Dataset excerpt:
----------

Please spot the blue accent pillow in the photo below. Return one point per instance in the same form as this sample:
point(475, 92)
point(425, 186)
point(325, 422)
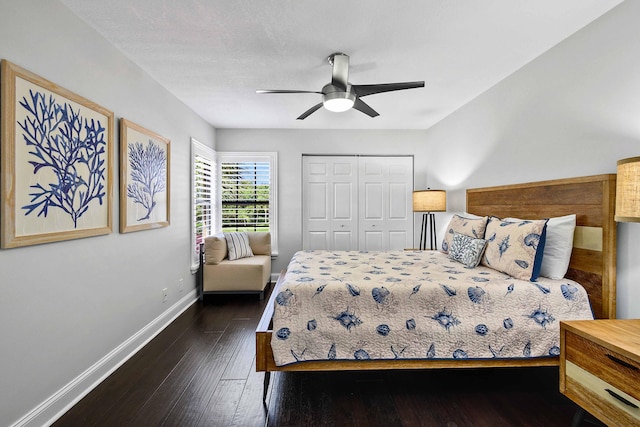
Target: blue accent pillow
point(515, 248)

----------

[WRITTEN EXERCISE] Reproduce the entries above word for word, leaving out the picture.

[REPLY]
Please spot the blue accent pillow in the photo below. Return one point per instance in the same form as this sample:
point(475, 92)
point(425, 186)
point(325, 422)
Target: blue accent pillow
point(515, 248)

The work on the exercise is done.